#### Given entries:
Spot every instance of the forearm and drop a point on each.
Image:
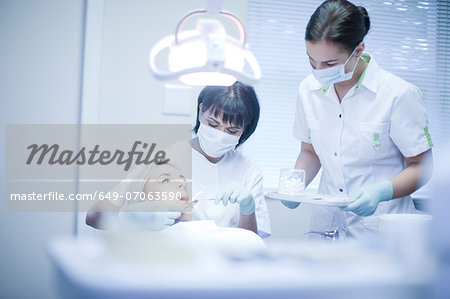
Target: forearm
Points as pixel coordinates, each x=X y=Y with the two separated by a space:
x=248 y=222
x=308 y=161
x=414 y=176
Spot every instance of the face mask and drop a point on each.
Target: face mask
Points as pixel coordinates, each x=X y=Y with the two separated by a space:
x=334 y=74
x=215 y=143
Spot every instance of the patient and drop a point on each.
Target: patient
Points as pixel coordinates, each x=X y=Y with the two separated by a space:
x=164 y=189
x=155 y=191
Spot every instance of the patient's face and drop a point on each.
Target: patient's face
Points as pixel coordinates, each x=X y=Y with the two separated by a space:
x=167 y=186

...

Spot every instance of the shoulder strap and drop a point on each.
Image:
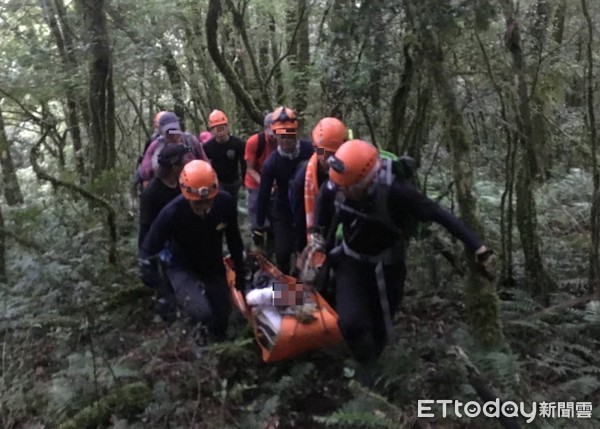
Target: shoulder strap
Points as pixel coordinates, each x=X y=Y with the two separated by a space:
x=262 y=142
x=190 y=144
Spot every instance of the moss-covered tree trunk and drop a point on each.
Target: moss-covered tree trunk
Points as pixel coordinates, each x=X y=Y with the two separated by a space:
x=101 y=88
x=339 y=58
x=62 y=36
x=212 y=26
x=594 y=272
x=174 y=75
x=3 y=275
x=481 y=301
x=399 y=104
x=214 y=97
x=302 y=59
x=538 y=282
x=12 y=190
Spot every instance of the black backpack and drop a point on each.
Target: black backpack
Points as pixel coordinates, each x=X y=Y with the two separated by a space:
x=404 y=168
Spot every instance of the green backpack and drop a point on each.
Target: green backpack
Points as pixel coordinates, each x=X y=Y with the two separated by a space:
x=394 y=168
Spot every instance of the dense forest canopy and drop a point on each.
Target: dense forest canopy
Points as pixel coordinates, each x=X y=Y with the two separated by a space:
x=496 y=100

#### Task brief:
Rewrite the records from the line with "Spot every instance of the forearm" up to and including the line with "x=167 y=186", putting "surgical mask" wherever "face mask" appears and changing nothing else. Leave the pictures out of your answer.

#### Solution to the problem:
Spot every instance of the forearm and drop a point on each.
Image:
Target: forearm
Points as pixel coordinates, each x=X y=Y with the two separated by a space:
x=248 y=222
x=308 y=161
x=414 y=176
Spot every instance of the surgical mask and drop a point on each.
Target: surgical mask
Points as pixel coordinates, each x=X y=Y with the two separated by a space:
x=334 y=74
x=215 y=143
Spot every instance of the patient and drop a point on each.
Target: patient
Points as pixel coordinates, each x=X y=Y with the two separated by a space:
x=164 y=189
x=155 y=191
Spot every instance of the patient's face and drop a point on each.
Target: patient's face
Points as pixel coordinates, each x=X y=Y with the two separated by a space:
x=167 y=186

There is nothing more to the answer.